Material:
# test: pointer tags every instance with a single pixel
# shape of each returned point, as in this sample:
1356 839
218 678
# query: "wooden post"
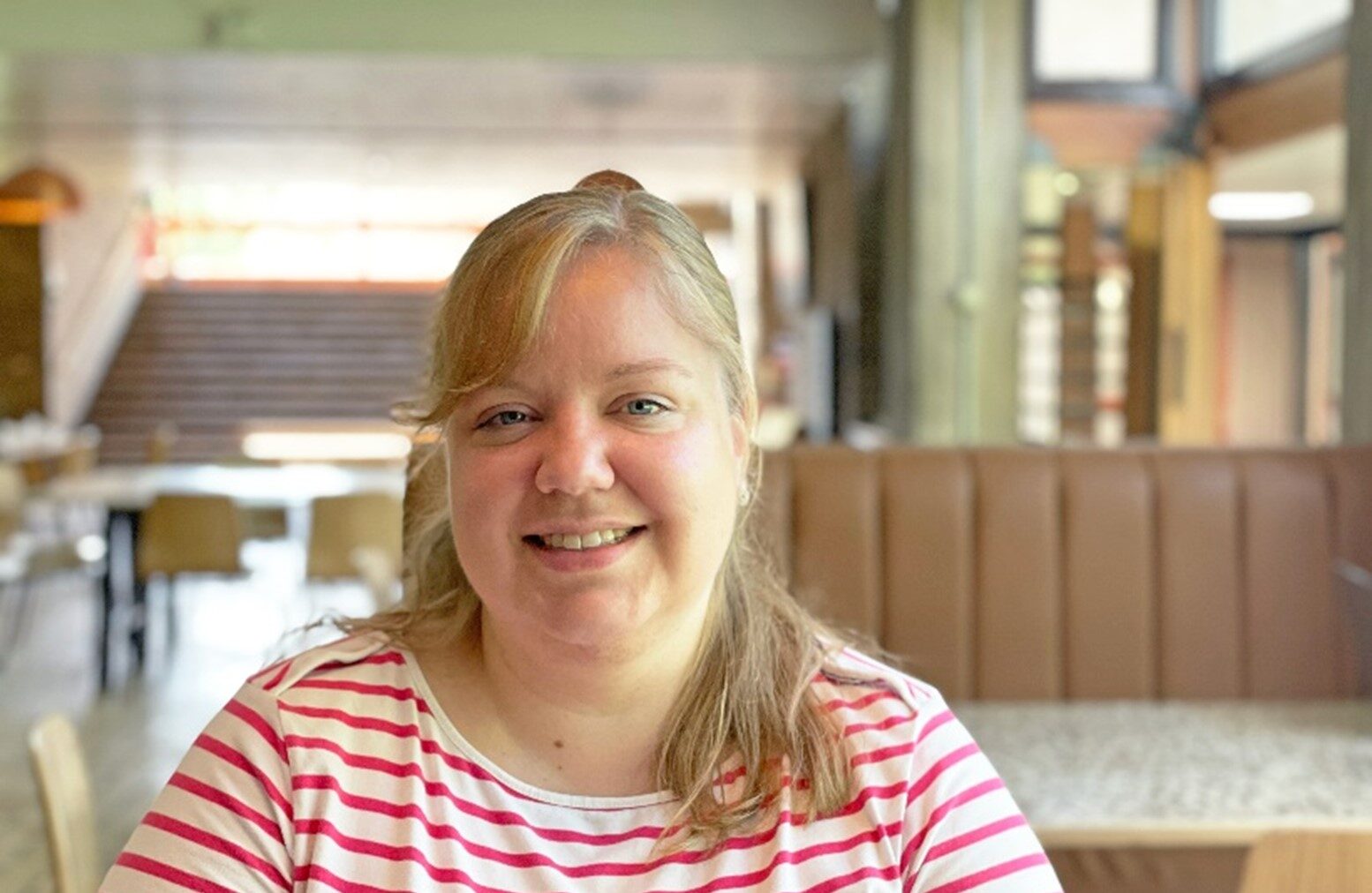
21 311
1190 356
954 259
1079 323
1357 227
1143 242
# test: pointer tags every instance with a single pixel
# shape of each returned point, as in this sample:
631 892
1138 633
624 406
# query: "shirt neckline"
557 799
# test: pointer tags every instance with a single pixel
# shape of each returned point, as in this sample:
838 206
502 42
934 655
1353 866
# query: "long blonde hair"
748 695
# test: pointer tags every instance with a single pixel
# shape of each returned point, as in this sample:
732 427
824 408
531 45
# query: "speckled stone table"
1179 774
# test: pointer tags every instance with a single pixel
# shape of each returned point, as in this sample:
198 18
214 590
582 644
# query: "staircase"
207 361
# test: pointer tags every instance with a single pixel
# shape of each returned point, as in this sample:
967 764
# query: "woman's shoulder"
871 693
369 653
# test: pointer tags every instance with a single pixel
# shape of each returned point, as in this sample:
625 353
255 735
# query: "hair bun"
609 180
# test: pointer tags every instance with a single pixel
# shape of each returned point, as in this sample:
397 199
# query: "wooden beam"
1282 108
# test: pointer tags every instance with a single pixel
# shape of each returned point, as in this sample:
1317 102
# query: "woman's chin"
594 621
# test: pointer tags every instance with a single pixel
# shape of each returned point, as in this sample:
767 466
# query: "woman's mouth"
582 542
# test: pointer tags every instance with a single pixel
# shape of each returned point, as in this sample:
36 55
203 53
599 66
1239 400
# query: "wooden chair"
342 526
187 534
64 792
1310 862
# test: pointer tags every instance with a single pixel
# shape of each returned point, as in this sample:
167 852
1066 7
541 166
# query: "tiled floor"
138 734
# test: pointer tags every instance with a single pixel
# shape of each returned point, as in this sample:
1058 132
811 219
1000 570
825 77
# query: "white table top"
135 486
1178 774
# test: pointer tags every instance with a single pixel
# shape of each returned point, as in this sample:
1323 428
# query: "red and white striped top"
336 771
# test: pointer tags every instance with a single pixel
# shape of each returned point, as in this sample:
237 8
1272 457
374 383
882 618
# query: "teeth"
584 541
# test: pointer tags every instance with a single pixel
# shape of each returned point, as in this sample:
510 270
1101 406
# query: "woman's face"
594 492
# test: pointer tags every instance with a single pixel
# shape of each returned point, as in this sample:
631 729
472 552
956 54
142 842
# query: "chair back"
1309 862
190 534
64 791
11 499
341 526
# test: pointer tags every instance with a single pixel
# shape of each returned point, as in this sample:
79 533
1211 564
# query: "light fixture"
326 446
1260 206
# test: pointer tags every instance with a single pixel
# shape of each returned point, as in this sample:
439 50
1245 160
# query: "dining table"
1131 794
125 492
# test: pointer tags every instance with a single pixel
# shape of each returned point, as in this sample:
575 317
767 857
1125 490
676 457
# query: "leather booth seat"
1027 574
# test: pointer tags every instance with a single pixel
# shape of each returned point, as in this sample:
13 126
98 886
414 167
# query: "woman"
593 683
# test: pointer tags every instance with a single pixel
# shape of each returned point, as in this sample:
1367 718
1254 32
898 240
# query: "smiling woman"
594 679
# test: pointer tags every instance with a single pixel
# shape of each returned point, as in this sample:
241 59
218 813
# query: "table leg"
118 569
139 625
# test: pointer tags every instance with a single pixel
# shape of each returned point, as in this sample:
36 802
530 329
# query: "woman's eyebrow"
658 364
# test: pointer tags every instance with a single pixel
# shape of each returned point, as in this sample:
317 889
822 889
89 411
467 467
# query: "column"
1357 227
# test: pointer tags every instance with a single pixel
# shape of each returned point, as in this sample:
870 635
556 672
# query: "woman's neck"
571 720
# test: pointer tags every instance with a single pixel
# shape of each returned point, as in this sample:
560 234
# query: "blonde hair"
750 692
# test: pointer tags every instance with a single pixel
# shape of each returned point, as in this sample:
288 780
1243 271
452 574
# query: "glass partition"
1248 30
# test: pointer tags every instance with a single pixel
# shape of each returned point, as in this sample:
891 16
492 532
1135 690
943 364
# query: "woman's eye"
644 406
505 418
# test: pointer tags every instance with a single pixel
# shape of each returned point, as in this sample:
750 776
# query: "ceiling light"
324 447
1260 206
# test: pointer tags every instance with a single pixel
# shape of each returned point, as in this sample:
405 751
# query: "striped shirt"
338 771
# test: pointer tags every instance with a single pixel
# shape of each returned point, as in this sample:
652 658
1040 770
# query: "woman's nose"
574 460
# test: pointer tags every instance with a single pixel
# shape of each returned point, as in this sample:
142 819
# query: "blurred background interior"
1072 296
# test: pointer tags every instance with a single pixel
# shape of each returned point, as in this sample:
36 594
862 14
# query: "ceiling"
1313 162
487 125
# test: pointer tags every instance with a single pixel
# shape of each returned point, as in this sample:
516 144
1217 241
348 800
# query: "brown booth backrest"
1028 574
1082 574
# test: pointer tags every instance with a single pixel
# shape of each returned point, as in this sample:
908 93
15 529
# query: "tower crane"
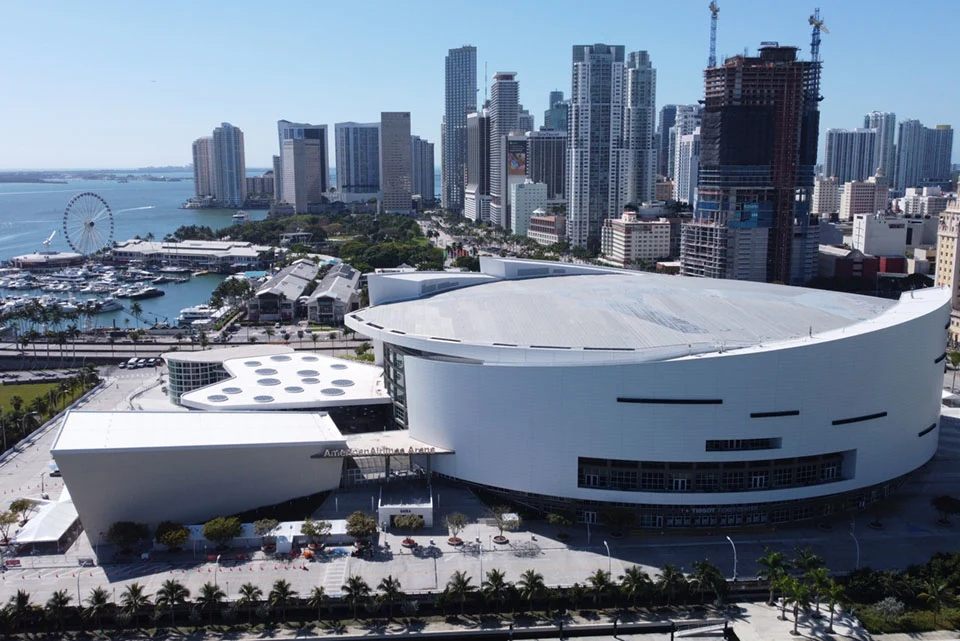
714 12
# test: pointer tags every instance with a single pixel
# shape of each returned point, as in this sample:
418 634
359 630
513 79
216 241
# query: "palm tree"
773 566
133 600
210 597
355 592
936 592
670 580
459 585
280 596
390 591
317 598
707 576
495 587
250 595
634 582
530 586
835 595
600 583
171 595
57 604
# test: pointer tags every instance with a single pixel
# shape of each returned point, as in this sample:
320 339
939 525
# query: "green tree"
171 595
281 594
530 586
460 586
390 592
57 606
172 535
250 595
670 581
361 525
210 597
356 591
221 530
773 566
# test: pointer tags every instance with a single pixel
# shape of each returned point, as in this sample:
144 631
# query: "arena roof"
123 431
617 310
290 381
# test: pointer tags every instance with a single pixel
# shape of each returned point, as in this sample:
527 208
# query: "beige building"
627 239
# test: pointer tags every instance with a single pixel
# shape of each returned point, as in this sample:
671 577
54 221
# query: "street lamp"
733 545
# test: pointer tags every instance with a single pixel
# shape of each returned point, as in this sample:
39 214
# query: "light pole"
734 546
857 543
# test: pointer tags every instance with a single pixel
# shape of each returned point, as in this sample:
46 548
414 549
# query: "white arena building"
695 402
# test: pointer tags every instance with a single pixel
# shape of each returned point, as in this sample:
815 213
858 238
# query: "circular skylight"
332 391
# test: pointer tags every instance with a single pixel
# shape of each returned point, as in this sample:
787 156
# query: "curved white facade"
837 413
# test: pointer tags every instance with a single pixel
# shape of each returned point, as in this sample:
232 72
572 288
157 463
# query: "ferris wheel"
88 223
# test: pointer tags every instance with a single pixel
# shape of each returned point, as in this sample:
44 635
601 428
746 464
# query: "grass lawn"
26 392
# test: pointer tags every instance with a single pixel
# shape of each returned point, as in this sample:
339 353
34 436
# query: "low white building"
879 235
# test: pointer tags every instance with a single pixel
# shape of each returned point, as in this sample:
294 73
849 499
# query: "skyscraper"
547 161
595 167
305 182
203 166
555 117
477 201
886 125
395 162
668 116
758 148
421 168
358 157
851 154
229 166
640 83
504 113
460 99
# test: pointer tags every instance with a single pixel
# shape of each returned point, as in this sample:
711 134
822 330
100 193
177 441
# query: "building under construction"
758 148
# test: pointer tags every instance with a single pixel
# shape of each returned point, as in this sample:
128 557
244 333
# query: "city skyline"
88 98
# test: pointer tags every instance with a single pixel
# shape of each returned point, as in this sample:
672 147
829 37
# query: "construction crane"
714 12
817 23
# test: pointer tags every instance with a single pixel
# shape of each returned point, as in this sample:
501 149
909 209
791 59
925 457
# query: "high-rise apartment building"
421 168
851 154
460 99
395 162
203 167
229 166
304 166
758 149
547 161
597 168
358 157
639 127
886 125
668 116
556 116
504 110
477 200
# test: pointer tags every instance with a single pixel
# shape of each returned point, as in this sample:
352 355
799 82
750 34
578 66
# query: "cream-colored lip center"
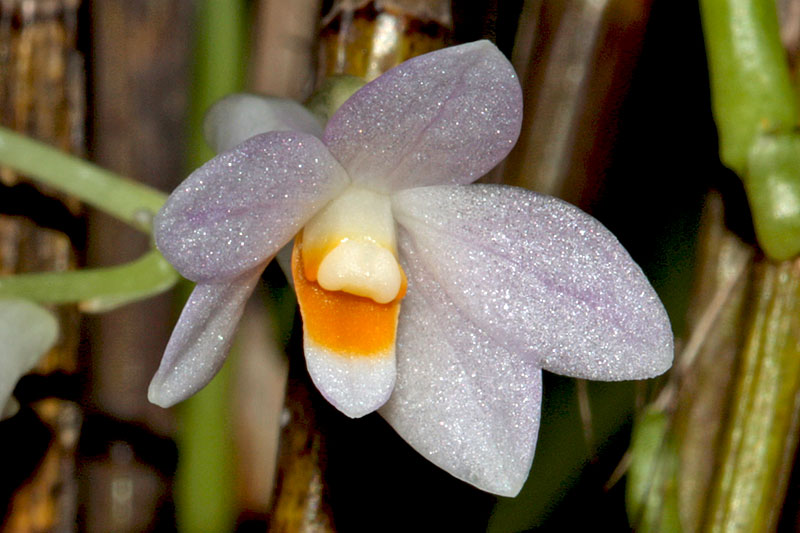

Given request: Locate each line in the entries above that contains the string "woman", and copy those lines. Treat uppercase and lowercase as distinct.

Answer in full:
# query: "woman's shoulder"
# query: "woman's chin"
# query: "woman's mouth"
# query: "woman's face"
# query: "woman"
# query: "smiling woman"
# query: "woman's eyebrow"
# query: "woman's neck"
# query: "woman's eye"
# query: "woman's nose"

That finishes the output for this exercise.